Overall, our Magic Kingdom Day Plan focuses largely on rides, simply because there are so many of them and they tend to take less time than the lengthier shows. That being said, if you have the luxury of time and can spend an extra day at Magic Kingdom, or you’re simply looking for a more relaxed experience, don’t miss out on the various shows and entertainment offerings.
If you’re not sure whether an attraction is right for you and your group, do your homework beforehand so you don’t waste time on some you’d rather skip. YouTube is a great resource for attraction ride-throughs and the perfect way to assess if a ride is too intense or worth your precious time.
Best Itinerary for Magic Kingdom – 3 Options
Now, this isn’t a one-size-fits-all kind of deal. No trip to Disney World can, should or will be the same. You also can’t just walk into Magic Kingdom (after opening, no less), do attractions all willy-nilly and expect to get a lot done.
Rather, for a productive visit that’s as stress-free as possible, do your research, arrive early and let who you’re traveling with and how much time and money you have to spend be your guide.
Can’t afford Genie+? No worries! As long as you arrive early, are strategic with your attractions and follow the first of our Magic Kingdom strategy guides below, you can still accomplish quite a bit just by using the standby lines.
Traveling as a family or with a group of Disney adults? Chances are that aside from the first several rides we mentioned, your list of can’t-miss experiences will probably vary.
And that’s a good thing! With only one day in Magic Kingdom, time is of the essence, so don’t waste it on something you aren’t really interested in. You don’t need to do it all to feel like you’ve truly experienced Magic Kingdom. This is why we’re including not one, not two, but three different touring plan options.
Whichever itinerary you choose, plan to arrive early. This means also taking advantage of Early Theme Park Entry if you’re hoping to stay at one of the Disney World hotels. As we mentioned previously, about 45 minutes ahead of the official opening time is good, one hour before is better.
That’s at the front gates, not just pulling into the parking lot. This is key to making the plan work; otherwise, there’s a good chance you’ll be fighting the crowds (and the lines) the rest of the day.
Why? Because lately, Disney has been opening the parks about 45 minutes to an hour prior to the time posted online or My Disney Experience. We don’t know how long this will continue, but we might as well enjoy it while it does. Unfortunately, this does narrow down your AM transportation options a bit.
If you’re using the Walt Disney World bus transportation system, there’s a decent chance you’ll arrive only 30 minutes early because of stops and traffic. Accordingly, take an Uber or LYFT or, if you can, drive your own car in the morning then use Disney’s complimentary transportation options on your way home.
Option 1: No Height Restrictions or Lightning Lanes
Our first plan focuses on guests who have no height restrictions in their group, meaning everyone who’s visiting can go on any attraction. It’s also the strategy to follow if you’re on a budget and skipping out on the Lightning Lanes in favor of the standby lines.

Dataset content ▸

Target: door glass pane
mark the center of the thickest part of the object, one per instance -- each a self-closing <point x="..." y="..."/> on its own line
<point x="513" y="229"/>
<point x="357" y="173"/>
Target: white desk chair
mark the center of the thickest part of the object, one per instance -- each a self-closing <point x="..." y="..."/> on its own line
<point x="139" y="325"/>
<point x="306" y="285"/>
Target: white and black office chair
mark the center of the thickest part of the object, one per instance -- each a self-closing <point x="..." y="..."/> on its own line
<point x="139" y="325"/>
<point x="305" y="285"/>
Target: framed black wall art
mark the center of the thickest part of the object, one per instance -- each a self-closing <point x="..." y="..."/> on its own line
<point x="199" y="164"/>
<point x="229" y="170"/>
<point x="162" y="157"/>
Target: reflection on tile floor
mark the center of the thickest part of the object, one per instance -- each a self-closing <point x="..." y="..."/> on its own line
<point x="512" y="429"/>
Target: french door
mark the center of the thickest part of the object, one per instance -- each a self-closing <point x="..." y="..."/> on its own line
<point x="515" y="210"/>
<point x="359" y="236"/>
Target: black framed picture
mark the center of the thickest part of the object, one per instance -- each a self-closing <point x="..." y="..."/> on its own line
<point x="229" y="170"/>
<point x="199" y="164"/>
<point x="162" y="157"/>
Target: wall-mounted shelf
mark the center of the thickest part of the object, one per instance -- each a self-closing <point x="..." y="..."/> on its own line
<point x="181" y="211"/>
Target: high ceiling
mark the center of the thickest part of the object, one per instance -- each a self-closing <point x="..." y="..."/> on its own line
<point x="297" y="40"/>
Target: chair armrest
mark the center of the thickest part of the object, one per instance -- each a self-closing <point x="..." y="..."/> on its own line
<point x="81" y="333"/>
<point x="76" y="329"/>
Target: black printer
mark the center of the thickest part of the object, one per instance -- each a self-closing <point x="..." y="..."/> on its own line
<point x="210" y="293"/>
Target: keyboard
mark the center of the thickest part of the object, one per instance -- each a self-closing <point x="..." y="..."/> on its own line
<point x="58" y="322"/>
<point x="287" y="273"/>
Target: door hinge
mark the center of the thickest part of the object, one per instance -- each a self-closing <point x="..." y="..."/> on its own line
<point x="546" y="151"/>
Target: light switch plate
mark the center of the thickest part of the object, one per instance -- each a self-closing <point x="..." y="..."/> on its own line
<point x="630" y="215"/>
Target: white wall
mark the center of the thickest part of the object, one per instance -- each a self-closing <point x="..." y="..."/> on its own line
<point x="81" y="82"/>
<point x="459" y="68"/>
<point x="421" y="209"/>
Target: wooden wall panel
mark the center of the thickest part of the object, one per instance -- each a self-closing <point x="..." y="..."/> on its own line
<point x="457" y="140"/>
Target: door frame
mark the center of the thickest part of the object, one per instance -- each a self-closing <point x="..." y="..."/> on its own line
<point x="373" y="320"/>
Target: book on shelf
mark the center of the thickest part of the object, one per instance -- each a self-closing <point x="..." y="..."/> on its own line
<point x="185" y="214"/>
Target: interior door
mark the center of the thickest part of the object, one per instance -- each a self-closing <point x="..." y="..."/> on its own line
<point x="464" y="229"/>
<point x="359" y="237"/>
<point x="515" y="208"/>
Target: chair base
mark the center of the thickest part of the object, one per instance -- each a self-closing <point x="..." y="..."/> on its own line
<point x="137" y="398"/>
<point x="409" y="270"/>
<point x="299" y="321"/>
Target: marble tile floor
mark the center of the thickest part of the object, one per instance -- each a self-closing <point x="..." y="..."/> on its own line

* * *

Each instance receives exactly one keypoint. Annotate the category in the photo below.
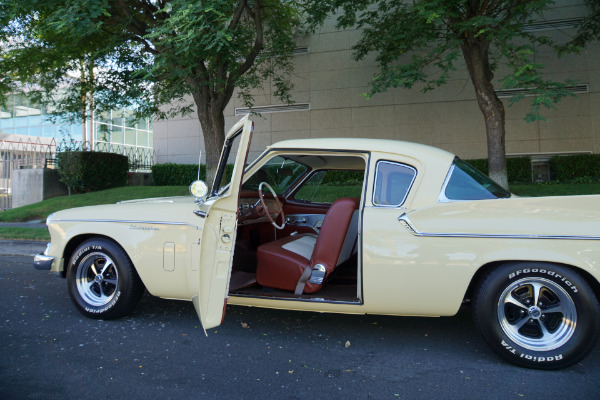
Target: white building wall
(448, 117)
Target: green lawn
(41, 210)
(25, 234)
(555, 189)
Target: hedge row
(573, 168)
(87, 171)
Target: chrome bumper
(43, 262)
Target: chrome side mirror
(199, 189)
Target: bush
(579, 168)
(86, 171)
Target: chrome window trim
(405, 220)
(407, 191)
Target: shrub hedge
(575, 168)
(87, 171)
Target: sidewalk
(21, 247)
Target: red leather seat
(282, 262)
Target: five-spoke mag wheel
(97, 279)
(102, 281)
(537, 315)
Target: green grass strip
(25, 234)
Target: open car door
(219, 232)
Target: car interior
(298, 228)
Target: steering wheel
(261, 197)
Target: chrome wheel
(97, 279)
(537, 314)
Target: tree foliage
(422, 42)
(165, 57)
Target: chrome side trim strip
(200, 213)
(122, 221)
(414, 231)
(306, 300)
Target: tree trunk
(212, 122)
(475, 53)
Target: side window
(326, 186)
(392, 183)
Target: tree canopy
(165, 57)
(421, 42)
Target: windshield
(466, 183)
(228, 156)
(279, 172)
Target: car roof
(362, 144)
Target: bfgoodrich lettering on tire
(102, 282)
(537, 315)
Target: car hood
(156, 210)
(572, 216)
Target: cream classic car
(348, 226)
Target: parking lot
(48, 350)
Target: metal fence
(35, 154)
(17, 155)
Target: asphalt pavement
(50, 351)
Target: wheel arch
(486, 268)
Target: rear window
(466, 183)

Challenges ▸
1. Please copy out the section of the Magic Kingdom itinerary that begins at "If you’re not" and ends after "your precious time.".
2. How many lines in the rows contain the string "trim", matching case exactly? Give only the number.

Responses per task ▸
1.
If you’re not sure whether an attraction is right for you and your group, do your homework beforehand so you don’t waste time on some you’d rather skip. YouTube is a great resource for attraction ride-throughs and the perfect way to assess if a ride is too intense or worth your precious time.

2. 2